Entries for bounding box labeling:
┌──

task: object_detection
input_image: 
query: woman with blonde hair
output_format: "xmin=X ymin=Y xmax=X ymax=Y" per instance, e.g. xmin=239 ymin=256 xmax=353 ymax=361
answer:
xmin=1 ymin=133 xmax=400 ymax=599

└──

AIM OF THE TASK | Reproduce these lines word for word, with nothing changed.

COMPLETE RESPONSE |
task: object_detection
input_image: 
query: woman with blonde hair
output_format: "xmin=X ymin=Y xmax=X ymax=Y" per instance, e.g. xmin=239 ymin=256 xmax=353 ymax=361
answer:
xmin=1 ymin=133 xmax=400 ymax=599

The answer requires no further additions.